| Task description |
Retype the listing below, keeping every line the same.

(Beginning of Provided data)

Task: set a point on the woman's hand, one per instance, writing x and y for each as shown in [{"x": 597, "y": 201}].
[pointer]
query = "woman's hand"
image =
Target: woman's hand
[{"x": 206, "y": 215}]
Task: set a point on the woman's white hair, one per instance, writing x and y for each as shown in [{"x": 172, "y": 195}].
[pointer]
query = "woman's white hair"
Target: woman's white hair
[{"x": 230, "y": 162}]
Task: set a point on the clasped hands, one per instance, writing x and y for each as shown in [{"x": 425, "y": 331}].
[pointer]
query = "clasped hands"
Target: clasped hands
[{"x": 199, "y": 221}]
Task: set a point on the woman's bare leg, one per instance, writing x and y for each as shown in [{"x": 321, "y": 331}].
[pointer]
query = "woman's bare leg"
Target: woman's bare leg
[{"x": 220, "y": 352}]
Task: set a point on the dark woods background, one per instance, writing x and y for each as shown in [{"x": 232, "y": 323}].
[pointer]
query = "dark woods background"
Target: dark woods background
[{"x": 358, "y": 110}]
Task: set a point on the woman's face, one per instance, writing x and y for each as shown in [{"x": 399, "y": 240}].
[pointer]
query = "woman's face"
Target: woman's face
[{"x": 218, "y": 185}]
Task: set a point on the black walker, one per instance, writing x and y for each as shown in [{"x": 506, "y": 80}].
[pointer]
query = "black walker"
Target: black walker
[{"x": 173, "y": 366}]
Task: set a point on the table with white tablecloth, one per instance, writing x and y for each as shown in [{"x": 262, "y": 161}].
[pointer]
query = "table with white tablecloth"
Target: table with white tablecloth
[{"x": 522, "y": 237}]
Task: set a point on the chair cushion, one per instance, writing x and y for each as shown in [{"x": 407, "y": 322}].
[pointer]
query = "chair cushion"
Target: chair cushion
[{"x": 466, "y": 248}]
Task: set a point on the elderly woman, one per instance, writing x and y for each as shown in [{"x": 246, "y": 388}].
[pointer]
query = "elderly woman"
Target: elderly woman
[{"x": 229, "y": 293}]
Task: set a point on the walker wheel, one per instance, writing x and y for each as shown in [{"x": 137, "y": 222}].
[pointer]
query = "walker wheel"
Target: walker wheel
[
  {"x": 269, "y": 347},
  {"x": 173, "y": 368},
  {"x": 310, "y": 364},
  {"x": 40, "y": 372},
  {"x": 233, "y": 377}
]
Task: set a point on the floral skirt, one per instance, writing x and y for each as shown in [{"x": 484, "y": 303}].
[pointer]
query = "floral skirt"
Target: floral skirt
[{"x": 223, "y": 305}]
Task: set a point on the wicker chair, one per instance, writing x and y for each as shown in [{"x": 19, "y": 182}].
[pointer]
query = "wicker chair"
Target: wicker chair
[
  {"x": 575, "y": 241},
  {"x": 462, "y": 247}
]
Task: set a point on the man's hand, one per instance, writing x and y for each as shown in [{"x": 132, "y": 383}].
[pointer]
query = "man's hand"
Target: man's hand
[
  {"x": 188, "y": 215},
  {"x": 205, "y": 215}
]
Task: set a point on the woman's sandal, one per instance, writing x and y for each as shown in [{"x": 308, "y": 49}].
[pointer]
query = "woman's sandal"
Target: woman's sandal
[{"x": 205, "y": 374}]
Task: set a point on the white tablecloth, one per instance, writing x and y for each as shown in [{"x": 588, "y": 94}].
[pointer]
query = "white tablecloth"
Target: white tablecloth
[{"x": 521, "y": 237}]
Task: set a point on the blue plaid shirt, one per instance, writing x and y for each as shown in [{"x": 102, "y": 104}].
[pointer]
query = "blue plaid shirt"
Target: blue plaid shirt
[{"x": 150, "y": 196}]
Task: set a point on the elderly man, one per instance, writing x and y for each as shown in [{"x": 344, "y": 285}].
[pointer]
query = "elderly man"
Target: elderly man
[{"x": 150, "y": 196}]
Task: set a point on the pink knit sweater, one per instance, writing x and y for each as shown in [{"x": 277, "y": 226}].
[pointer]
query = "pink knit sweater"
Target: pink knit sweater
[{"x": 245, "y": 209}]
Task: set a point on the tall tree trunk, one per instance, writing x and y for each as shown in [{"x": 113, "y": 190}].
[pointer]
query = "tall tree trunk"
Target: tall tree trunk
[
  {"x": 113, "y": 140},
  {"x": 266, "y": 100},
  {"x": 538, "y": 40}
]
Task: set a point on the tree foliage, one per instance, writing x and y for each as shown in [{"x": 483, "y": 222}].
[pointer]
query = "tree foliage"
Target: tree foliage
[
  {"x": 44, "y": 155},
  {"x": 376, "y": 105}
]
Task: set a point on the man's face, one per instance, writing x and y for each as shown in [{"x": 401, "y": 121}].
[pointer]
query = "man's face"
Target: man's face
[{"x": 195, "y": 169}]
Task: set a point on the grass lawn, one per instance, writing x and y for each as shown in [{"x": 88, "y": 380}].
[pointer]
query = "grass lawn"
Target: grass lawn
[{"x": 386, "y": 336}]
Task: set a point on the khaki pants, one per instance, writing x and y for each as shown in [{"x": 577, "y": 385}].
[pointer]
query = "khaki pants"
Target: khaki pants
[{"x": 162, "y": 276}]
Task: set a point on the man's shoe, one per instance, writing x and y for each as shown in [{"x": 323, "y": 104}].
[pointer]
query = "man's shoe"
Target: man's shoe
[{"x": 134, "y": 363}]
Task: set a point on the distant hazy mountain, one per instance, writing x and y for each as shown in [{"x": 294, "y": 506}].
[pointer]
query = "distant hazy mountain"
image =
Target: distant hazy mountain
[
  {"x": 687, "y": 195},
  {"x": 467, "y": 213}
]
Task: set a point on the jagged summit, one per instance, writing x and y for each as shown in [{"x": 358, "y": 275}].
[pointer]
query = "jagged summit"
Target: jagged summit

(End of Provided data)

| Expected output |
Task: set a point on the woman's hand, one per instance, writing x and y for each as shown in [{"x": 597, "y": 201}].
[pointer]
query = "woman's hand"
image =
Target: woman's hand
[{"x": 206, "y": 215}]
Task: set a point on the woman's white hair, one per instance, writing x and y for each as shown in [{"x": 172, "y": 195}].
[pointer]
query = "woman's white hair"
Target: woman's white hair
[{"x": 230, "y": 162}]
Task: set a point on the clasped hands, one per instance, writing x and y for each as shown in [{"x": 425, "y": 331}].
[pointer]
query = "clasped hands"
Target: clasped hands
[{"x": 199, "y": 221}]
Task: set a point on the woman's bare leg, one per instance, writing x and y for each as shown in [{"x": 321, "y": 331}].
[pointer]
query = "woman's bare leg"
Target: woman's bare leg
[{"x": 220, "y": 352}]
Task: set a point on the dark woods background, one per instance, writing x and y for each as shown in [{"x": 232, "y": 323}].
[pointer]
query = "dark woods background"
Target: dark woods background
[{"x": 358, "y": 110}]
Task: set a point on the woman's face, one per instance, writing x and y for each as shown in [{"x": 399, "y": 240}].
[pointer]
query = "woman's face"
Target: woman's face
[{"x": 218, "y": 185}]
Task: set a point on the black walker, one per instance, writing x and y for each as shown in [{"x": 506, "y": 80}].
[pointer]
query = "black walker"
Target: black walker
[{"x": 173, "y": 366}]
Task: set a point on the table with white tablecloth, one per instance, writing x and y for each as shown in [{"x": 262, "y": 161}].
[pointer]
query = "table with white tablecloth"
Target: table with white tablecloth
[{"x": 522, "y": 237}]
Task: set a point on the chair cushion, one per instance, writing x and y for each as shown in [{"x": 407, "y": 322}].
[pointer]
query = "chair cushion"
Target: chair cushion
[{"x": 466, "y": 248}]
Task: set a point on the elderly woman, one per instance, writing x and y for each as shown in [{"x": 246, "y": 388}].
[pointer]
query = "elderly woman"
Target: elderly woman
[{"x": 229, "y": 293}]
Task: set a point on the walker wheel, one per instance, writing x and y for each as shown in [{"x": 137, "y": 222}].
[pointer]
query = "walker wheel"
Target: walker wheel
[
  {"x": 269, "y": 347},
  {"x": 173, "y": 368},
  {"x": 310, "y": 364},
  {"x": 40, "y": 372},
  {"x": 233, "y": 377}
]
Task: set a point on the floral skirt, one per instance, writing x and y for each as shown in [{"x": 484, "y": 303}].
[pointer]
query = "floral skirt"
Target: floral skirt
[{"x": 223, "y": 305}]
Task: set a point on the wicker chair, one per instance, writing x and y for each as shown in [{"x": 19, "y": 182}].
[pointer]
query = "wicker chair"
Target: wicker chair
[
  {"x": 575, "y": 241},
  {"x": 462, "y": 247}
]
Task: set a point on the man's hand, one per instance, writing x and y for each as shown in [{"x": 132, "y": 383}].
[pointer]
query = "man's hand"
Target: man's hand
[
  {"x": 188, "y": 215},
  {"x": 205, "y": 215}
]
Task: set a point on the woman's sandal, one per instance, writing x and y for each as shown in [{"x": 308, "y": 49}].
[pointer]
query = "woman's sandal"
Target: woman's sandal
[{"x": 205, "y": 374}]
Task: set a point on the white tablecloth, one per instance, writing x and y for each as shown in [{"x": 588, "y": 94}].
[pointer]
query = "white tablecloth"
Target: white tablecloth
[{"x": 521, "y": 237}]
Task: set a point on the blue plaid shirt, one per instance, writing x and y for each as shown in [{"x": 102, "y": 104}].
[pointer]
query = "blue plaid shirt"
Target: blue plaid shirt
[{"x": 150, "y": 196}]
Task: set a point on the elderly man, one per instance, writing x and y for each as shown in [{"x": 344, "y": 285}].
[pointer]
query = "elderly man"
Target: elderly man
[{"x": 150, "y": 196}]
Task: set a point on the pink knit sweater, one per instance, writing x and y for each as shown in [{"x": 277, "y": 226}].
[pointer]
query = "pink knit sweater"
Target: pink knit sweater
[{"x": 245, "y": 209}]
Task: set a point on the tall tree trunk, one per instance, writing x and y for each as shown in [{"x": 113, "y": 190}].
[pointer]
query = "tall tree trunk"
Target: tall tree trunk
[
  {"x": 113, "y": 140},
  {"x": 266, "y": 100},
  {"x": 538, "y": 40}
]
Task: set a point on the tree foliage, one per instance, writing x and y for each as shown in [{"x": 483, "y": 222}].
[pointer]
query = "tree foliage"
Target: tree foliage
[
  {"x": 44, "y": 155},
  {"x": 376, "y": 105}
]
Task: set a point on the man's face, one per instance, writing x and y for each as shown in [{"x": 401, "y": 121}].
[pointer]
query = "man's face"
Target: man's face
[{"x": 195, "y": 169}]
Task: set a point on the grass lawn, one per instance, writing x and y for each as shown in [{"x": 88, "y": 380}].
[pointer]
query = "grass lawn"
Target: grass lawn
[{"x": 386, "y": 336}]
Task: set a point on the khaki pants, one per instance, writing x and y for each as shown in [{"x": 577, "y": 385}].
[pointer]
query = "khaki pants"
Target: khaki pants
[{"x": 162, "y": 276}]
Task: set a point on the man's shoe, one per instance, writing x and y for each as shown in [{"x": 323, "y": 104}].
[pointer]
query = "man's shoe"
Target: man's shoe
[{"x": 134, "y": 363}]
Task: set a point on the distant hazy mountain, one per instance, writing x and y for each as shown in [{"x": 294, "y": 506}].
[pointer]
query = "distant hazy mountain"
image =
Target: distant hazy mountain
[
  {"x": 687, "y": 195},
  {"x": 467, "y": 213}
]
Task: set a point on the jagged summit, one per instance, writing x and y for each as shown in [{"x": 358, "y": 275}].
[pointer]
query = "jagged summit"
Target: jagged summit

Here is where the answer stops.